◆ **Stated task 1**
Copy the entries word for word, from their first line through the line with "every instance", both lines included.

◆ **Document text**
____

问题
I need to use beautiful soup to accomplish the following
Example HTML
<div id = "div1">
Text1
<div id="div2>
Text2
<div id="div3">
Text3
</div>
</div>
</div>
I need to do a search over this to return to me in separate instances of a list
Text1
Text2
Text3
I tried doing a findAll('div'), but it repeated the same Text multiple times ie it would return
Text1 Text2 Text3
Text2 Text3
Text3
回答1:
Well, you problem is that .text
also includes text from all the child nodes. You'll have to manually get only those text nodes that are immediate children of a node. Also, there might be multiple text nodes inside a given one, for example:
<div>
Hello
<div>
foobar
</div>
world!
</div>
How do you want them to be concatenated? Here is a function that joins them with a space:
def extract_text(node):
return ' '.join(t.strip() for t in node(text=True, recursive=False))

____

◆ **Given records**
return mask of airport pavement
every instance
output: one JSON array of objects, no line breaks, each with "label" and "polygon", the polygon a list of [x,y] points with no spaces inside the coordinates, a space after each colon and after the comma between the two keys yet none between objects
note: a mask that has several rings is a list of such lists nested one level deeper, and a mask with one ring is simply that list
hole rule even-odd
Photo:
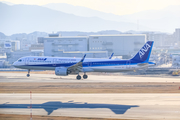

____

◆ **Stated task 2**
Repeat the entire forum thread about pulling text from nested divs with Beautiful Soup, word for word.

◆ **Written answer 1**
return mask of airport pavement
every instance

◆ **Written answer 2**
问题
I need to use beautiful soup to accomplish the following
Example HTML
<div id = "div1">
Text1
<div id="div2>
Text2
<div id="div3">
Text3
</div>
</div>
</div>
I need to do a search over this to return to me in separate instances of a list
Text1
Text2
Text3
I tried doing a findAll('div'), but it repeated the same Text multiple times ie it would return
Text1 Text2 Text3
Text2 Text3
Text3
回答1:
Well, you problem is that .text
also includes text from all the child nodes. You'll have to manually get only those text nodes that are immediate children of a node. Also, there might be multiple text nodes inside a given one, for example:
<div>
Hello
<div>
foobar
</div>
world!
</div>
How do you want them to be concatenated? Here is a function that joins them with a space:
def extract_text(node):
return ' '.join(t.strip() for t in node(text=True, recursive=False))